■ **Goal**: Copy exactly the last part of the entries, starting from the line with "of the cascading" and including the final line.

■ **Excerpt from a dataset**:
■ ■ ■ ■
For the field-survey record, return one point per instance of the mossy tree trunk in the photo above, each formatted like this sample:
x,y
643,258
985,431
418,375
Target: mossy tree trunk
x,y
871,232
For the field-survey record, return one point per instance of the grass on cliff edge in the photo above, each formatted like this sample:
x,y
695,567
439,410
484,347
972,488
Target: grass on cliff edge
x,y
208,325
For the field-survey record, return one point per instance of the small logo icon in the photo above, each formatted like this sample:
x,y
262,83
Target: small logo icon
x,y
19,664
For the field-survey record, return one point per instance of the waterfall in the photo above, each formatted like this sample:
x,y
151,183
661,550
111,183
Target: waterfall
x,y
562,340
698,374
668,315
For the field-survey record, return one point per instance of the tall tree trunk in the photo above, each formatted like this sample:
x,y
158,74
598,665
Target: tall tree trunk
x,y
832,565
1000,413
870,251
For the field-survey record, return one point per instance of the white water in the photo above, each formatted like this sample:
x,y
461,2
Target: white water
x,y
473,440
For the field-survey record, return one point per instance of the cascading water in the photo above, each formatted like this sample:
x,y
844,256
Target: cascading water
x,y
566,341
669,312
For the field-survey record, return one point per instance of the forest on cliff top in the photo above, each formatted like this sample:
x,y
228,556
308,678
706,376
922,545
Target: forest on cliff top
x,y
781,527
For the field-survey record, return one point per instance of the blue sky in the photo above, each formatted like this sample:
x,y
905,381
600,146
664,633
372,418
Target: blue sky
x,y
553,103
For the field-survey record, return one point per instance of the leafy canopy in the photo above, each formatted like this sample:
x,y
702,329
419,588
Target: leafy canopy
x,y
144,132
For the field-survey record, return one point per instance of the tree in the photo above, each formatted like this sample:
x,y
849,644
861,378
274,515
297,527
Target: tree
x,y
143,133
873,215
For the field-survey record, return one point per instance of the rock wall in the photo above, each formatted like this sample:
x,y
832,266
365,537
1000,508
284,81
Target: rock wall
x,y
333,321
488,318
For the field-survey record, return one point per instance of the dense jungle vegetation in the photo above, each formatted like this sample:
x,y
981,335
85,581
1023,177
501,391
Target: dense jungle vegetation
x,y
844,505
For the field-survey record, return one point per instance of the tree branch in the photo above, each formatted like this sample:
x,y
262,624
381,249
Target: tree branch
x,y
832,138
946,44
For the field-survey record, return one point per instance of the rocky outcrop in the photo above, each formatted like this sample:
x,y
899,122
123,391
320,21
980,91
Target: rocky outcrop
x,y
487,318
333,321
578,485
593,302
■ ■ ■ ■
■ **Output below**:
For the field-survey record, return one point per instance of the cascading water in the photo above, each formatted like this sample:
x,y
844,256
Target: cascading water
x,y
566,341
669,312
For the field-survey record, return one point per instance of the forest on cliff top in the photo above, each formatted like this sample:
x,y
228,556
308,678
706,376
922,545
Target: forest on cliff top
x,y
781,527
For the field-survey record, return one point per instance of the blue sky in the photo above, each formatted like this sample:
x,y
905,381
600,146
664,633
372,418
Target: blue sky
x,y
553,103
For the field-survey record, return one point per instance of the leafy canopy in the photo above, each formatted like this sample:
x,y
702,329
419,588
Target: leafy canopy
x,y
144,132
For the field-survey record, return one point per instance of the tree in the photo above, each formatted like this sample:
x,y
849,644
861,378
274,515
297,527
Target: tree
x,y
143,133
873,215
For the field-survey record, return one point per instance of the rock wall in the photo above, each formatted like this sample:
x,y
832,266
365,537
1000,508
284,81
Target: rock wall
x,y
333,321
488,318
For the field-survey record, return one point per instance of the dense jungle vegetation in the photo above, each formatted like this sample:
x,y
981,335
85,581
1023,177
501,391
Target: dense jungle vegetation
x,y
844,505
For the field-survey record, return one point per instance of the tree branch in the photo above, each formatted like this sample:
x,y
262,624
381,249
Target: tree branch
x,y
832,138
946,44
For the field-survey record, return one point per instance of the rocky outcrop in the photo above, each formatted like this sample:
x,y
899,122
123,391
320,21
980,91
Target: rocky outcrop
x,y
487,318
333,321
578,485
593,302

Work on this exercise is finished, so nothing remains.